Goal » Print the entries below in their entirety, exactly as they are written.

Point annotation records

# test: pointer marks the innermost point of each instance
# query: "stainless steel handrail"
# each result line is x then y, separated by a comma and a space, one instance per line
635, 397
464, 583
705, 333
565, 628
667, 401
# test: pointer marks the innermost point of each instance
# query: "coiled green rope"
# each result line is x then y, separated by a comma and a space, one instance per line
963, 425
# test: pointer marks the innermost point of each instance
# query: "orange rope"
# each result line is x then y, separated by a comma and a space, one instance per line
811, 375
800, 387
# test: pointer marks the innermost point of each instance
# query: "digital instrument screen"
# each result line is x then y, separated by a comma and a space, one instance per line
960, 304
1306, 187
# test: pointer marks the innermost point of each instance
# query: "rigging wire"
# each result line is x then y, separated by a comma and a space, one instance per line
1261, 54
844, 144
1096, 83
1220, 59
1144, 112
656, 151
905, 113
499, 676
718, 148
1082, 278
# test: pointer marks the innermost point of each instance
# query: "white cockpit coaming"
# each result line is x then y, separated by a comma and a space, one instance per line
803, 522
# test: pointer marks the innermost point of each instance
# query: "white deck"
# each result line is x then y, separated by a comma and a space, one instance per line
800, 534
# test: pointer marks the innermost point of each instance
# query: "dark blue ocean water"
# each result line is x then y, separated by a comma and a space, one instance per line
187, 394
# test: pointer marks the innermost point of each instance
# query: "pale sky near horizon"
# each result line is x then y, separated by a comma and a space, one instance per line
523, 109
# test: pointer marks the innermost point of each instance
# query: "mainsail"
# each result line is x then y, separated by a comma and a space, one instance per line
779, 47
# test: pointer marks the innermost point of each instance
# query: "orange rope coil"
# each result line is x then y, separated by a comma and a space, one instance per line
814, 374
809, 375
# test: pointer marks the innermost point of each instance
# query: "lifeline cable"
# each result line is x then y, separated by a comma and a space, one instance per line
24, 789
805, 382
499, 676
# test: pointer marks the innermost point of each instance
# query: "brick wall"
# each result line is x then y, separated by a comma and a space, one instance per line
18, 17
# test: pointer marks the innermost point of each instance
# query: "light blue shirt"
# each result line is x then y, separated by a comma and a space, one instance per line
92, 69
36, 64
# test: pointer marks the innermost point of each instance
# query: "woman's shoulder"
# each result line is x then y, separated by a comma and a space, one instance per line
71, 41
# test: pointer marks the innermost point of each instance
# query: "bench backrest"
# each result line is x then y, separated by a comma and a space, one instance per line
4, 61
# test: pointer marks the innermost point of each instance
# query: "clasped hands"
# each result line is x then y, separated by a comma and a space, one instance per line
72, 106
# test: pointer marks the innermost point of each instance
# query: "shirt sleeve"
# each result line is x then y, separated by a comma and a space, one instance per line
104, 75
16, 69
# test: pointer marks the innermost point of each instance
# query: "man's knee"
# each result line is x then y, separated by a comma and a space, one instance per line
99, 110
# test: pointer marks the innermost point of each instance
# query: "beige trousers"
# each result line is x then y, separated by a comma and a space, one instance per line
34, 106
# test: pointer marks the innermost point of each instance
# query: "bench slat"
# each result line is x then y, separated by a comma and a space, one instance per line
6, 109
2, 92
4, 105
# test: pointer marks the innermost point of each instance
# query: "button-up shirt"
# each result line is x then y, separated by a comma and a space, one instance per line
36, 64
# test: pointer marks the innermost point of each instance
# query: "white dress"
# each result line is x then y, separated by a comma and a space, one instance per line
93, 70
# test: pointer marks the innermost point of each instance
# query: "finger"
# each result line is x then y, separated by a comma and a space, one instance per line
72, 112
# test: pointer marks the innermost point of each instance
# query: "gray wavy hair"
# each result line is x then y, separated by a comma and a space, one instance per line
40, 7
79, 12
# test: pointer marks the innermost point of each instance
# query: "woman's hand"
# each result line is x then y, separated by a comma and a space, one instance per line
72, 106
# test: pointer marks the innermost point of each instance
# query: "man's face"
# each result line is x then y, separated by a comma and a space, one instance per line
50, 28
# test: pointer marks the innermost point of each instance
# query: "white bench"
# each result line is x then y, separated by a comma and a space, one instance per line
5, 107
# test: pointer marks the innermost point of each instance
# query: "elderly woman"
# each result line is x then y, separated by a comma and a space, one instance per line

Task response »
# test: pointer marks the innermost point of each instance
# query: "stainless steel handrail"
# each result line is x then y, separated by a comma and a space, one instance per line
635, 397
464, 583
705, 333
565, 628
667, 401
# test: pointer marks the innermost point of each instance
# query: "coiled green rope"
# each result line is x then y, separated by a comma and a space, one instance per line
963, 425
# test: pointer marks the innermost point of each instance
# query: "orange rope"
# each result line is x then y, separated by a comma and a space, one instance per line
811, 375
800, 387
# test: pointer marks the innermost point of each instance
# query: "digital instrument screen"
# each result line is x then y, separated by a comma and a space, one instance per line
960, 304
1306, 187
# test: pointer marks the innermost point of each instance
# query: "rigging wire"
# each result line is x then y, separated by a comma and a space, one instance per line
1261, 54
844, 144
1096, 83
1220, 59
1144, 112
656, 151
905, 113
499, 676
718, 148
1082, 278
# test: pointer marks the innermost point of each instance
# query: "white cockpit coaming"
# each result line is x then y, separated by a comma and a space, one instance per line
803, 522
# test: pointer marks the innermost point of each instance
# query: "white deck"
# each result line is x then y, separated by a comma and a space, one instance per line
800, 534
# test: pointer marks the innermost point of each instance
# query: "dark blue ocean water"
# each result line is x then y, separated by a comma and a space, one instance per line
187, 394
# test: pointer marks the innermost point of each instance
# query: "pale sky near horizon"
# each result line is x then y, separated by a comma and a space, one instance per line
523, 109
# test: pointer marks the innermost point of each instance
# query: "mainsail"
# each result line is x then y, separated by a comma and a space, one instance per line
779, 47
# test: pointer marks the innermost point of each instance
# query: "orange rope coil"
# each result line is x then y, separated by a comma and a space, one instance per line
814, 374
809, 375
# test: pointer marks the innermost point of each instance
# query: "lifeline cable"
# each result line is x then y, separated by a comma and a space, one instance per line
24, 789
805, 382
499, 676
# test: pointer marks the innermost point of each instance
# query: "brick wall"
# each result line is x then y, separated by a comma and a space, one instance per line
18, 17
# test: pointer marks the innermost point of each instance
# query: "light blue shirt"
# each result line is x then y, separated by a comma and a space, one instance per line
92, 69
36, 64
# test: pointer marks the innermost point of each instance
# query: "woman's shoulder"
# each result line is x then y, separated by a comma and a space, one instance per line
71, 41
# test: pointer marks the innermost point of each instance
# query: "bench backrest"
# each result line is x then y, separated by a comma and a space, one instance per line
4, 61
# test: pointer marks the innermost point of each instance
# query: "clasped hands"
# each result line is x then y, separated by a comma and a space, one instance per line
72, 106
# test: pointer marks the innermost point of each instance
# query: "shirt sleeve"
# each result line is x then y, separated by a comma and a space, one instance per line
104, 75
16, 69
# test: pointer marks the innermost point of each instance
# query: "man's knee"
# each result line is x then y, separated by a comma and a space, one instance per line
99, 110
# test: pointer marks the innermost point of each instance
# query: "beige trousers"
# each result line is x then y, separated by a comma and a space, one instance per line
34, 106
# test: pointer marks the innermost point of each instance
# query: "bench slat"
# each result line is x then y, separated by a comma and a space, one instance per line
6, 109
2, 92
4, 105
# test: pointer marks the innermost point of each instance
# query: "button-up shirt"
# each result line is x then y, separated by a comma and a space, one instance per line
36, 64
# test: pointer marks the innermost point of each instance
# query: "white dress"
# each result line is x then y, separated by a comma and a space, one instance per line
93, 70
# test: pointer marks the innermost point of each instance
# query: "finger"
# each result line is x then y, separated by a comma and a space, one instance per line
72, 112
# test: pointer marks the innermost point of each instance
# query: "gray wavy hair"
# each result line is x then y, separated by a comma and a space, one instance per line
40, 7
79, 12
# test: pointer marks the innermost point of each instance
# query: "woman's hand"
# each result line is x then y, separated by a comma and a space, one instance per line
72, 106
# test: pointer marks the innermost point of each instance
# query: "man's face"
# each result line is x then y, separated by a comma and a space, one instance per line
50, 28
# test: pointer marks the innermost point of each instance
# query: "white bench"
# each result line is x then y, separated by a comma and a space, one instance per line
5, 107
# test: pointer marks the innermost point of each instance
# query: "elderly woman"
# each result line is x then y, separated by a comma and a space, one instance per line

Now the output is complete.